# Exercise instructions
Present the lines below as a Markdown table with a column headed Row for the row number and a column headed Line text for the line, leaving out any blank lines. Include only the lines from the first one up to and including the line with "[[231, 74], [186, 147], [229, 71]]".

Stored entries:

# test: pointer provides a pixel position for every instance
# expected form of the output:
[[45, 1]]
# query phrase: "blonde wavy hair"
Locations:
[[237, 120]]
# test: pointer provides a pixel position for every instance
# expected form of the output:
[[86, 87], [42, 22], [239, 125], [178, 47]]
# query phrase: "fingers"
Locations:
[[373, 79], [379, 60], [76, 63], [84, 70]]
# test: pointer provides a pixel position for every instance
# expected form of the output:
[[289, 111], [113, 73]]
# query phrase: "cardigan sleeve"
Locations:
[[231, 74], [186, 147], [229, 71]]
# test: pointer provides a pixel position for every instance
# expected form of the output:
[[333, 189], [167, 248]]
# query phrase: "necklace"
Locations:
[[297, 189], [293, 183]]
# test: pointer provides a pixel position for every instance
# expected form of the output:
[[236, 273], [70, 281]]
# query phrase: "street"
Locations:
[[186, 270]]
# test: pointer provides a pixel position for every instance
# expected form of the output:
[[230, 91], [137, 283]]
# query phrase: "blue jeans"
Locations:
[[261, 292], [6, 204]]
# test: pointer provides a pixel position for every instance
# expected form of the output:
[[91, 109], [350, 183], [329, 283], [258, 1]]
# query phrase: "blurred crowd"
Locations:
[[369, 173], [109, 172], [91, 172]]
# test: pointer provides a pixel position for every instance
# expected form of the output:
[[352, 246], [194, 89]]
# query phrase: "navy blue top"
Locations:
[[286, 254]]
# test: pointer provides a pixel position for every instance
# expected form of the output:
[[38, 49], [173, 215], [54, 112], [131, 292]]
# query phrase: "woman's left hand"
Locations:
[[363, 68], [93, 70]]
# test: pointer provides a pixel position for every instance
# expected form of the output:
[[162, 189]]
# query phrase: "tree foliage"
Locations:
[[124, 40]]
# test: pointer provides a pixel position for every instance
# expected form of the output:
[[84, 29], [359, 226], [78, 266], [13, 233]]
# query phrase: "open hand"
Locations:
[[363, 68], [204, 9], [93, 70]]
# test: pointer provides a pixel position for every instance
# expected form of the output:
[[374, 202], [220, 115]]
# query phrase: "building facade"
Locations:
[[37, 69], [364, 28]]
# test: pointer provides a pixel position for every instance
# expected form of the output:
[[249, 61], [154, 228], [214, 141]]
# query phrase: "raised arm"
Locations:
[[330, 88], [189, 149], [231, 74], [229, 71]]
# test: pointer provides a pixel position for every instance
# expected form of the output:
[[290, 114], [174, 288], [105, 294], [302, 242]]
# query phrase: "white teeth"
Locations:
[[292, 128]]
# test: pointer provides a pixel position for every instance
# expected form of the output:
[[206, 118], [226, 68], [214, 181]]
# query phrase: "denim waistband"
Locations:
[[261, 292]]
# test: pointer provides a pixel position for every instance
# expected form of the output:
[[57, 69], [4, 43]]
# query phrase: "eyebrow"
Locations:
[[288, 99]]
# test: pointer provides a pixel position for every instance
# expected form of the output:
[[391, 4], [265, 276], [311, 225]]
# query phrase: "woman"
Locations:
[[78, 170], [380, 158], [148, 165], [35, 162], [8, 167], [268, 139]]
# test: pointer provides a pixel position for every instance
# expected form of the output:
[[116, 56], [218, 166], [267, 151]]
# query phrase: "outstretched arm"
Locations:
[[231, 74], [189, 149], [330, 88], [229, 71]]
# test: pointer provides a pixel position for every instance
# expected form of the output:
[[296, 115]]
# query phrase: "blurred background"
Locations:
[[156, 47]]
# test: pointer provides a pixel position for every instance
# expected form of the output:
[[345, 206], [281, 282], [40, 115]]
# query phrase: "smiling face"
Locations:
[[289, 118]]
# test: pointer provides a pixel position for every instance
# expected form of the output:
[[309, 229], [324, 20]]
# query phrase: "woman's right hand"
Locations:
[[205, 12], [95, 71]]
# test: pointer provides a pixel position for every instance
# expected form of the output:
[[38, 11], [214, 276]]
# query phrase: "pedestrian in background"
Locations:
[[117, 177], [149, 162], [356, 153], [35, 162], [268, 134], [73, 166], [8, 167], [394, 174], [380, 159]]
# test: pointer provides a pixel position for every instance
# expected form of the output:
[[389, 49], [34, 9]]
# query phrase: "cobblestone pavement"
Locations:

# Exercise response
| Row | Line text |
|---|---|
| 1 | # test: pointer provides a pixel position for every instance |
| 2 | # expected form of the output: |
| 3 | [[45, 1]] |
| 4 | # query phrase: "blonde wavy hair" |
| 5 | Locations: |
| 6 | [[237, 120]] |
| 7 | # test: pointer provides a pixel position for every instance |
| 8 | # expected form of the output: |
| 9 | [[86, 87], [42, 22], [239, 125], [178, 47]] |
| 10 | # query phrase: "fingers" |
| 11 | Locations: |
| 12 | [[373, 79], [379, 60], [76, 63], [84, 70]] |
| 13 | # test: pointer provides a pixel position for every instance |
| 14 | # expected form of the output: |
| 15 | [[289, 111], [113, 73]] |
| 16 | # query phrase: "cardigan sleeve" |
| 17 | Locations: |
| 18 | [[231, 74], [186, 147], [229, 71]] |